:: Task brief ::
Copy the lines below word for word, starting with the line that contains "Find the small rodent, provide" and going on through the line that contains "[42,333,420,503]". Leave the pictures out of your answer.

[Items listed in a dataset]
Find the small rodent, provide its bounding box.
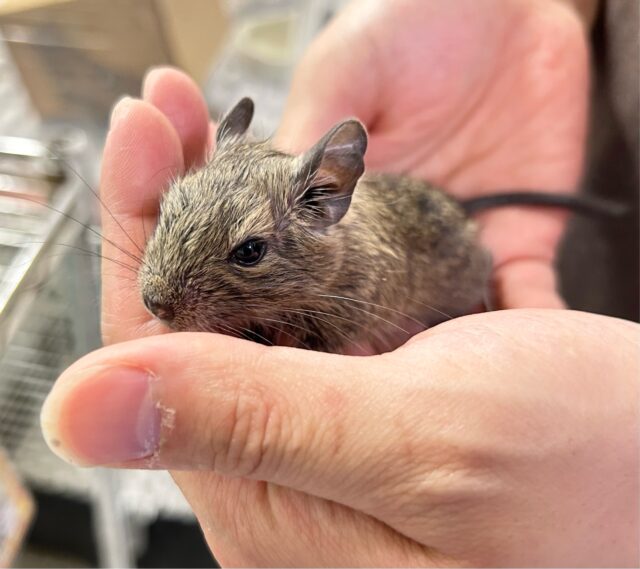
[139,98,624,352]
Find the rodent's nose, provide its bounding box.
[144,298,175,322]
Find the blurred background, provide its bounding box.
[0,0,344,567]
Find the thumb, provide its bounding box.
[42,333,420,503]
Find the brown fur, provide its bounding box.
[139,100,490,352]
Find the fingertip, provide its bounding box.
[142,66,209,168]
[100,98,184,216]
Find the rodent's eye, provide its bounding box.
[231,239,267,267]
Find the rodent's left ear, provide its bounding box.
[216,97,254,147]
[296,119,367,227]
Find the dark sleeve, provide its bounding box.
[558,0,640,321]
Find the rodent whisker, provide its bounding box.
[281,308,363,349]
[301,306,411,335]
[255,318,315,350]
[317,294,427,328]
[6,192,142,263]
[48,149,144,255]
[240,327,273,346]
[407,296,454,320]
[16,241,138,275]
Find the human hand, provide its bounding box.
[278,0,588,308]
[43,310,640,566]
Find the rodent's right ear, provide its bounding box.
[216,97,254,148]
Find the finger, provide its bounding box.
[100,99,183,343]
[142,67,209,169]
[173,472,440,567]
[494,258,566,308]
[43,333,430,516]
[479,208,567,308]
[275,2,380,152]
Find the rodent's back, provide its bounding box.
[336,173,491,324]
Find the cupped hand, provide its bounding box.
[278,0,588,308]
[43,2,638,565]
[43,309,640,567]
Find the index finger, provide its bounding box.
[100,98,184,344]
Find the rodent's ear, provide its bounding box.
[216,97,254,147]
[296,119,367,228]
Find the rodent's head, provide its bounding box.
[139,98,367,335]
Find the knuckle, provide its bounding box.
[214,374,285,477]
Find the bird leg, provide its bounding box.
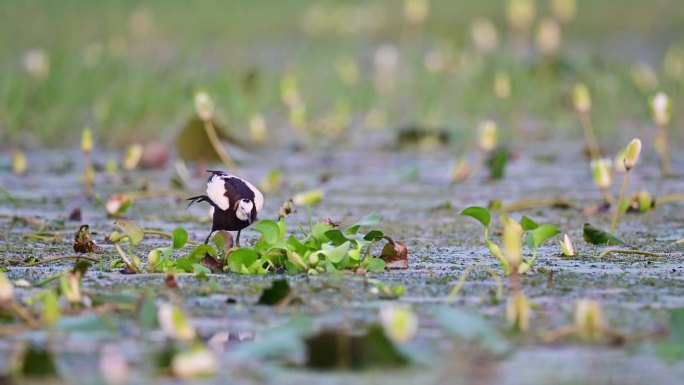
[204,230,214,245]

...

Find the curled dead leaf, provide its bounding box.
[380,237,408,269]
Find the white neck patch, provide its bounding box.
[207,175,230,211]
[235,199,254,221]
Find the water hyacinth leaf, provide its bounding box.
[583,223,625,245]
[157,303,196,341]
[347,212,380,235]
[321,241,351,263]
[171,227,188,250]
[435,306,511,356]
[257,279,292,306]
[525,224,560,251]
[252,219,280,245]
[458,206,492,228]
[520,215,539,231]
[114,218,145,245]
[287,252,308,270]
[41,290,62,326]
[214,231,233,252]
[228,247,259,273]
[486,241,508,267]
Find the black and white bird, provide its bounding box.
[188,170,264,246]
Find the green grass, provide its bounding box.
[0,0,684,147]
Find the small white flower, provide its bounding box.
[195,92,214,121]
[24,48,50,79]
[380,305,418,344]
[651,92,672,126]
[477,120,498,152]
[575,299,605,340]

...

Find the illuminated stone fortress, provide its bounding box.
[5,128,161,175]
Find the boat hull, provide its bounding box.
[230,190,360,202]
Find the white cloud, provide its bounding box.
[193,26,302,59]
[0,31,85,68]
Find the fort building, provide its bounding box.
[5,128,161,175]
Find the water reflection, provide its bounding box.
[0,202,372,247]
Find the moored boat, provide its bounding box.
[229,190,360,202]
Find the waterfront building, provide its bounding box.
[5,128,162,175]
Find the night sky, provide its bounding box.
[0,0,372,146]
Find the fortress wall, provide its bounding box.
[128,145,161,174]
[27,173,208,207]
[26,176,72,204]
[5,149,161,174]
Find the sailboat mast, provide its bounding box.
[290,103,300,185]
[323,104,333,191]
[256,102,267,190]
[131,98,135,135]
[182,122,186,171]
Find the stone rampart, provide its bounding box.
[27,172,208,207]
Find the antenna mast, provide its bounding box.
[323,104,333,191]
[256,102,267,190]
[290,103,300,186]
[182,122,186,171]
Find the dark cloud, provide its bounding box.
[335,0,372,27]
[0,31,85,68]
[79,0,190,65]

:: Exercise output ::
Find the small rodent, provide its bounding box.
[139,98,624,352]
Find the rodent's nose, provide its bounding box.
[144,298,175,322]
Find the blurred background, provide its bounding box.
[0,0,344,567]
Find the thumb, provide its bounding box.
[42,333,420,503]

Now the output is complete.